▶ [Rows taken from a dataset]
************

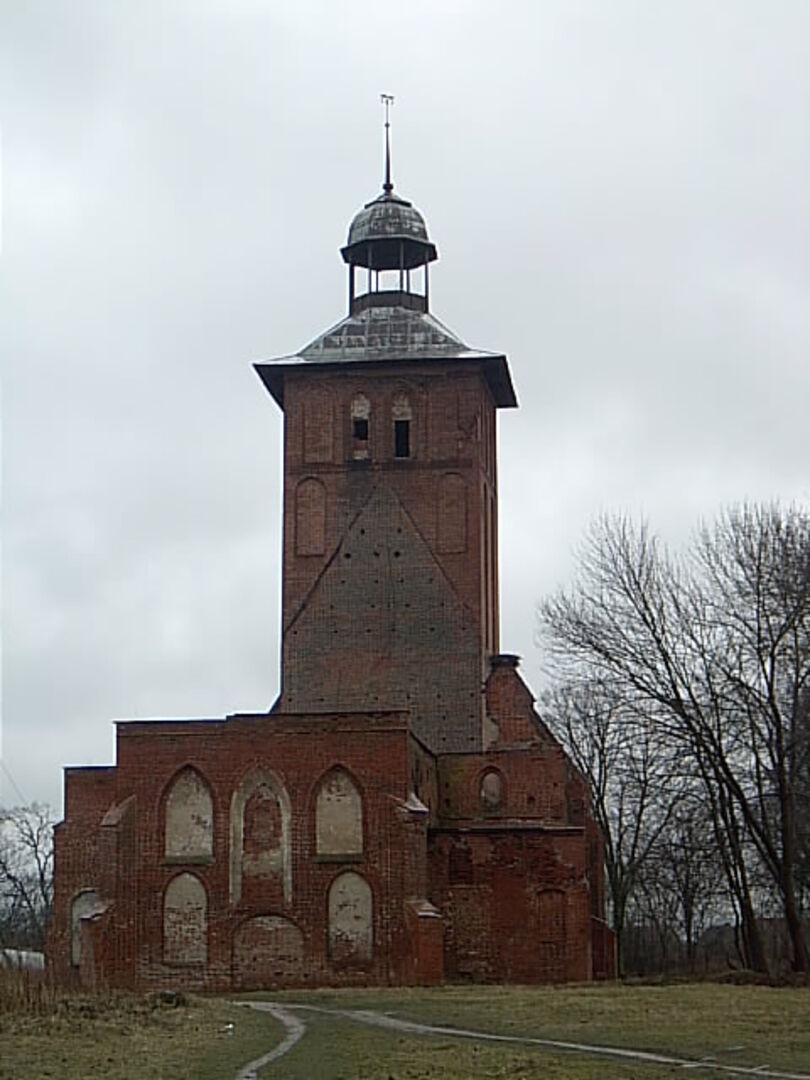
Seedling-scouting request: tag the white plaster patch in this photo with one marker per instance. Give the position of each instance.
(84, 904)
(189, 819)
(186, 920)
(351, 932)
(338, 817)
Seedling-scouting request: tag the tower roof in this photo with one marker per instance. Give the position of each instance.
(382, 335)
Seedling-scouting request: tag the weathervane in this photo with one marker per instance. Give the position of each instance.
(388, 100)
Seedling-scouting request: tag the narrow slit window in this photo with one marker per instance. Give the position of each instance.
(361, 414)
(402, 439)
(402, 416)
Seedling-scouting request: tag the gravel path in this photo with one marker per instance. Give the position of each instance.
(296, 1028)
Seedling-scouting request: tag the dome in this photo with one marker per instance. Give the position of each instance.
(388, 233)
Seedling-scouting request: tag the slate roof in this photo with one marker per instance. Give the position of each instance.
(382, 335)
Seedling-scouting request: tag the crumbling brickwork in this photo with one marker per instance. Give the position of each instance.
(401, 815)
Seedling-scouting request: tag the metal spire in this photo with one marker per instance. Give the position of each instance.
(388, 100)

************

▶ [SET TASK] Transcribe every one of the records above word for word, but leave the pictures out of your answer.

▶ [TASK ANSWER]
Seedling-scouting request: tag the white plaster patch in this photo with one marker per instance. Give the position of each instance.
(84, 904)
(189, 819)
(186, 920)
(351, 932)
(338, 817)
Seedling-scouting request: tag the tower roof in this photo with one marker per instance. Give the position of each instance.
(382, 335)
Seedling-scouting request: tag the weathervane in this photo with one marker per instance. Give the position of each instance.
(388, 100)
Seedling-scouting request: tag the narrow slit window in this photo with one marker per instance. Give the position of each instance.
(361, 414)
(402, 439)
(402, 416)
Seedling-scouting request: tag the gravel path in this photo with one marker per instance. Give the position of each instance.
(296, 1028)
Seedling-scouting request: tag the dome in this photo with one marker per instance. Give the position of each instance.
(388, 233)
Seedling-scouting request: tag the slate roof in this photo with one marker per instance. Give the position of each instance.
(382, 335)
Seedling-scouting request: tag the crumbling brickwork in this photo with one marker per instance. Give the position of each instance.
(401, 815)
Seedling-scouting request: tag the metal spire in this photo with one marker per instance. Give the position of each instance.
(388, 100)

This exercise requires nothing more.